You can not come to an organization that has been growing coffee for over 100 years and tell them how to do their jobs. Coffee producer associations are highly organized around the world. They have well-built structures, Q Grader experts, agronomists, trained business administration departments. And they manage millions of dollars in transaction.
I like to draw parallels with some of our agricultural structures in Quebec. Maple syrup producers, for example, are a little bit the same thing. They ensure that the reputation of Quebec maple syrup continues to be excellent by managing and accompanying producers. Coffee and cocoa growers work a lot like maple syrup producers.
There are those who have land, who harvest maple water, and who turn their water into their facilities. Some producers share facilities to produce their syrup that they can then sell to the federation and in certain niches that are regulated (a little too much according to some) by the federation.
Same thing for coffee and cocoa, some have their land on which they grow coffee and cocoa, and have their own pulping, fermentation, drying, sorting, and so on. Sometimes they get together and share some facilities. Subsequently, they also have the opportunity to sell in different niches, through the federation, directly to an importer, etc.
So, imagine a French chef, who loves and uses maple syrup from Gaspésie in his recipes, and who says he is buying his syrup directly from a small Gaspesian farm that has been making syrup for 4 generations. And who will visit them? He tells everyone that he helps them make the best syrup and that he educates them about the use of syrup in the kitchen ...
In short, you understand the idea.
You are not going to visit experts with the pretense of showing them how to do their job well.
That's why I think that "at the source" trips are a waste of time and a shame. A kind of relent of colonialism, which is amplified x 1000 if we mix with that the concept of fair certification. My approach is therefore full of respect for all that agricultural production requires. And it's the same thing with us. Southern coffee farmers and our agricultural producers are living in similar situations. And if you tell me no, the working conditions in the south are very different, I would say that it's different, but I would also suggest that you go talk with Quebec agricultural producers. You will see that it is not easy and that their situation is not very enviable.
And with this in mind, I try to respect the work of the land as much as possible, and not to land somewhere with the arrogance of the 3rd wave roaster.
Because at the end of the day, the producers want to make transactions, transform their harvest into dollars, like any other company in the world.
So why go to Honduras if I can buy and do my transactions remotely?
Well, because they invited me. The cooperative Coagricsal will inaugurate their new cocoa and chocolate processing workshop. As an entrepreneur, it will also be very stimulating because starting and running a business in Quebec or Honduras is basically quite similar, except that the context of Central America is very different from Quebec. And I certainly will not tell them what to do because running a business in Central America is a challenge.
It's a bit like being in a relationship and giving unsolicited advice. Usually, it's not very constructive for the relationship. We listen, and if you ask your opinion, you give it. Otherwise, you listen, you smile, you enjoy the experience, and you try to learn new things and other points of view.

§ **DATA EXCERPT**
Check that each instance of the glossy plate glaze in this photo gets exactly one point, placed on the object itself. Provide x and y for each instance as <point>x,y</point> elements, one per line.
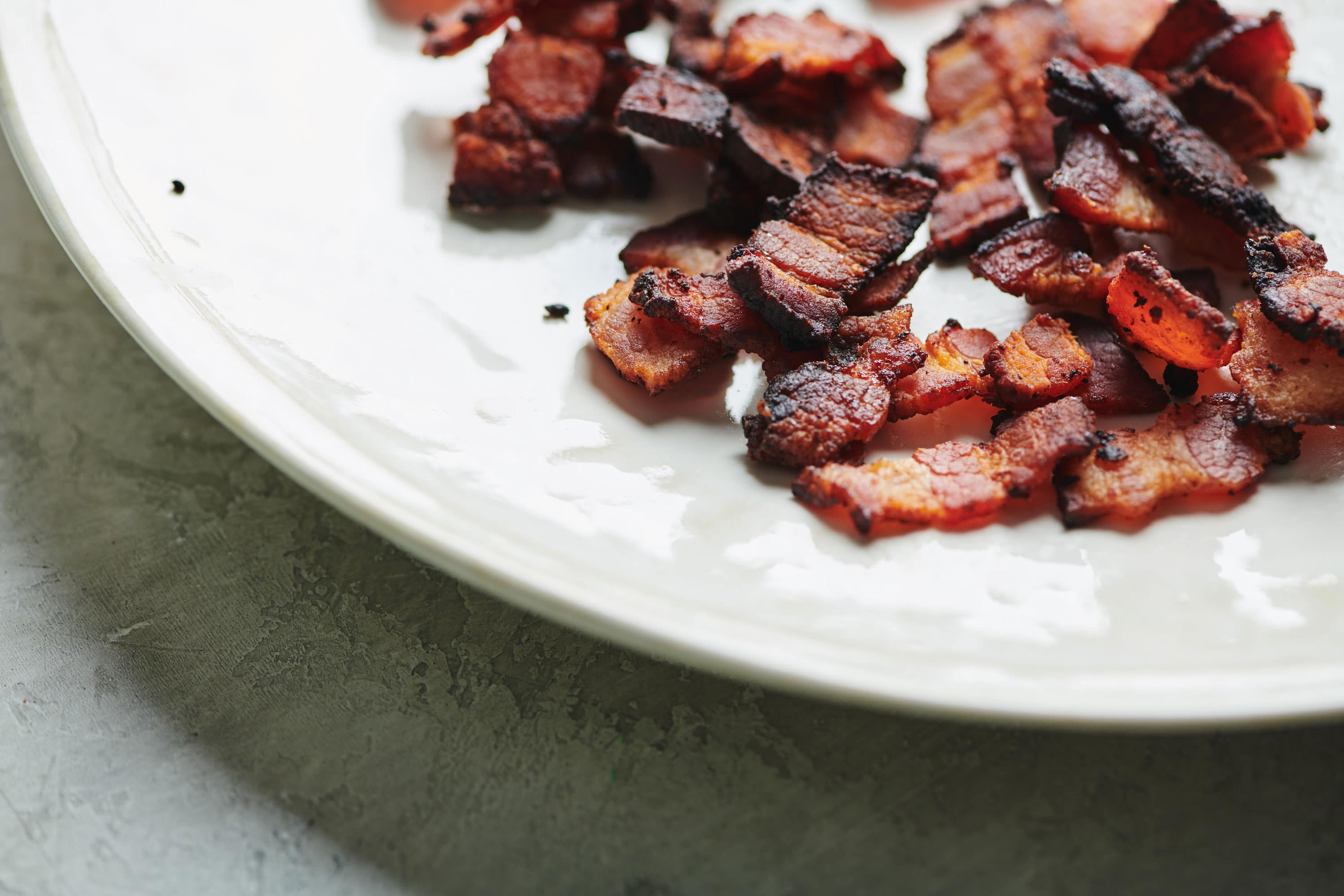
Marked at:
<point>312,292</point>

§ **TASKS TO CARRY OUT**
1. In the excerpt about coffee producers, what will the cooperative Coagricsal inaugurate?
2. Write out the coffee excerpt again, starting at "Because at the" and ending at "my transactions remotely?", and rename "Honduras" to "Guatemala" in that passage.

§ **RESULTS OF THE EXERCISE**
1. Its new cocoa and chocolate processing workshop.

2.
Because at the end of the day, the producers want to make transactions, transform their harvest into dollars, like any other company in the world.
So why go to Guatemala if I can buy and do my transactions remotely?